• _GIVEN TEXT_:

Moustafa [00:18:24]:

And their input is a lot more valuable. And in that context, a leader's role, in my opinion, is a decision making machine. Okay. And a decision to make decision, you have to be able to consider all the inputs and all the variables. And a lot of times this is not a scientific process. As much as I make it sound scientific, a lot of that, that's a hunch or an intuition. And you will notice most successful people around the world talk a lot about these things. They talk about the.

Moustafa [00:18:51]:

They had a feeling they had an intuition. Intuition is actually a process of thinking, but it's a subconscious thinking. When you've had that gut feeling, what is a gut feeling? There's millions and billions of neurons that are connected, and then it's processing information beyond your mental capacity at that moment consciously. And it gives you. I'm like, yes, I know statistics say that, but we need to go there. And a lot of times this is what works well only for leaders that have dealt with all their emotional trauma. But if they have not, what happens is they mentally think they're in control, but there's something boiling under and it ruins the mathematical formula because it's a one plus one multiplied by x multiplied by y. But if there's a z somewhere that is hidden, no matter how many times you type in the numbers, the final formula has something that's changing the outcome.

Andrea [00:19:40]:

Yeah, so most of I have a question which is, I think it's a burning question for everyone and also for us, you know, work as coaching them during these times. The typical question that people have is, okay, how can I change the mindset? Okay, I agree, I need to see things a different way. I need to face, you know, my own emotions. I have to deal with that. I agree. I need to be, you know, much more humble and recognized patterns, etc. That happening. But as we know, there are people, they say, well, you know, I recognize, you know, I have fears, I recognize I have challenges about my own behaviors.

• _SUPPLIED MATERIAL_:
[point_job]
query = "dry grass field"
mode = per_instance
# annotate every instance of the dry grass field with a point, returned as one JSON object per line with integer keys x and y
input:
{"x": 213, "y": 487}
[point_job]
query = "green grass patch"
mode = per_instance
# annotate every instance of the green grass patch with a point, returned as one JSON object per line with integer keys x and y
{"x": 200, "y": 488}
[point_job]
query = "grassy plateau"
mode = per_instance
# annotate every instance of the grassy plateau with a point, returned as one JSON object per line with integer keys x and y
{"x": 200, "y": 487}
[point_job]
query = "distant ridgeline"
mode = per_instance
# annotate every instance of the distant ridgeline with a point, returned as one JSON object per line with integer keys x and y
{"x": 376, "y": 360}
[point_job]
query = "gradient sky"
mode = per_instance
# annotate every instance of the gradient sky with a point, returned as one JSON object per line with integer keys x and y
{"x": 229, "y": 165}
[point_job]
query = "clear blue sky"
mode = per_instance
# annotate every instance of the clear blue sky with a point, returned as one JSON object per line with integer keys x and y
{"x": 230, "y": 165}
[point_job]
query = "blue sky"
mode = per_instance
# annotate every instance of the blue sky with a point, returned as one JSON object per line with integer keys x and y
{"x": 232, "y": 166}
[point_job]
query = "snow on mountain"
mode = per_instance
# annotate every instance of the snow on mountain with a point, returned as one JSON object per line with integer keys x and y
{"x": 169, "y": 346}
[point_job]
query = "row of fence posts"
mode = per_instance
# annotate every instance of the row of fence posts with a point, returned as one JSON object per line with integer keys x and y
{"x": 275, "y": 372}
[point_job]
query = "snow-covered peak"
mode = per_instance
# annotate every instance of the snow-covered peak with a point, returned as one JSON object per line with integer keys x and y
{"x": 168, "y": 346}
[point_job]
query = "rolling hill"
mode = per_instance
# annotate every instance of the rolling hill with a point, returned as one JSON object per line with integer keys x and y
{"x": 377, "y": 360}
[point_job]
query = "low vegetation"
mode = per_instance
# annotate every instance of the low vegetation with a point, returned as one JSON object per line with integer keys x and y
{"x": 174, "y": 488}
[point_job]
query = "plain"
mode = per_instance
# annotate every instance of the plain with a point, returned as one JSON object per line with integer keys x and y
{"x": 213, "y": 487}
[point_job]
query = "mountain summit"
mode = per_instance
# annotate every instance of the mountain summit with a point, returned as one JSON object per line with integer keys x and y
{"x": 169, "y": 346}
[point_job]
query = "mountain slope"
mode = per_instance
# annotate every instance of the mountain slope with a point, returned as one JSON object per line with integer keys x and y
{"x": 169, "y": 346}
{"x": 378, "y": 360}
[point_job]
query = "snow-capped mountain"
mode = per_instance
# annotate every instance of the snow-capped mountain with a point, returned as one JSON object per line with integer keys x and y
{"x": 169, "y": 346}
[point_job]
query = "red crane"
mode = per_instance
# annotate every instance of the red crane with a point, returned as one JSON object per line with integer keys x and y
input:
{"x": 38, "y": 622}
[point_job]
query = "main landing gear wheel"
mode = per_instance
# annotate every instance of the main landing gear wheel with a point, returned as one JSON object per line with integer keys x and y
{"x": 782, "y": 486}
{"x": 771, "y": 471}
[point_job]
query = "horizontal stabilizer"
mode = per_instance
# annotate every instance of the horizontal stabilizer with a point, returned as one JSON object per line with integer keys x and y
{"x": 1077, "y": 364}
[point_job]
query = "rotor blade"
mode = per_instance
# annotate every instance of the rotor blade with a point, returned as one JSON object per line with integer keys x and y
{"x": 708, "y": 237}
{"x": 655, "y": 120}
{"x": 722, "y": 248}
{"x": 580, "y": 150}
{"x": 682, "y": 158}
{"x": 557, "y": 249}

• _SET TASKS_:
**1.** Duplicate the part of the leadership interview transcript starting with "Yeah, so most" and going on through "my own behaviors.".
**2.** Go on with the leadership interview transcript from the point where it stops.
The data is separate material and has nothing to do with the leadership interview transcript.

• _OUTPUTS_:
**1.**
Yeah, so most of I have a question which is, I think it's a burning question for everyone and also for us, you know, work as coaching them during these times. The typical question that people have is, okay, how can I change the mindset? Okay, I agree, I need to see things a different way. I need to face, you know, my own emotions. I have to deal with that. I agree. I need to be, you know, much more humble and recognized patterns, etc. That happening. But as we know, there are people, they say, well, you know, I recognize, you know, I have fears, I recognize I have challenges about my own behaviors.

**2.**
Andrea [00:20:16]:

I recognize and, you know, that have a very low attitude to risk. I recognize a lot of things about myself, which is already a good starting point. Right? Because awareness is the starting point of everything. But then what is, in your experience, something that can really unlock people to start seeing things in different way, to change the frame of reference, as I say. So what is the most. I know it's a very difficult question, but what is, in your experience, the most successful way to help people to see something about themselves, about the situation they are not seeing at the moment?

Moustafa [00:20:48]:

Beautifully framed question. And yes, it is the million dollar question, as you're saying, it's not a straightforward answer. However, part of what I am doing my best through slingshot the book is actually provide a framework to do that, or at least to start the process in that right direction and to give you a summary of that whole process, as I mentioned, is two stages. Stage one is healing the past, because if you don't, if you don't clear the ground, then you cannot mind do mindset mastery. I've seen that so many times. Then it becomes a mental process, and it's short lived because at the time when I'm there, I'm on stage, I'm coaching. Everything is great. You leave the.

Moustafa [00:21:23]:

The coachee or the client for a while, you come back, and they're back to the same pattern. They go and come back and go and come back. And this is where you have to park a little bit of the mindset mastery, and take a step back. And the best way to do that is actually, I ask people a question. I say, if your life was a movie, what genre would it be? Okay, so start thinking. Reflect on your life, and you can contextualize that in a corporate world. So you might say, listen, I don't want to do that in your life since birth. That's not my scope of work here.

Moustafa [00:21:51]:

But as a CEO in your corporate career, if your corporate career life was a movie, what genre would it be? So first, let them have a big picture approach on it. My life is XYZ. The next step would be put a name to that movie. Okay, so now you've got a genre, and you zoom in and go, this is the name of the movie. And then I get them to actually journal a little bit of that story. My life is because, XYz, I'll give you an example of myself. Happy to open up here at a point of time similar to your story, where you were on top of your career and everything crashed, and you started pointing fingers at everybody. I was there one time, and I remember I used to go sit in Dubai on the beach at the sunset, reflecting and going, and I literally heard the voice in my head.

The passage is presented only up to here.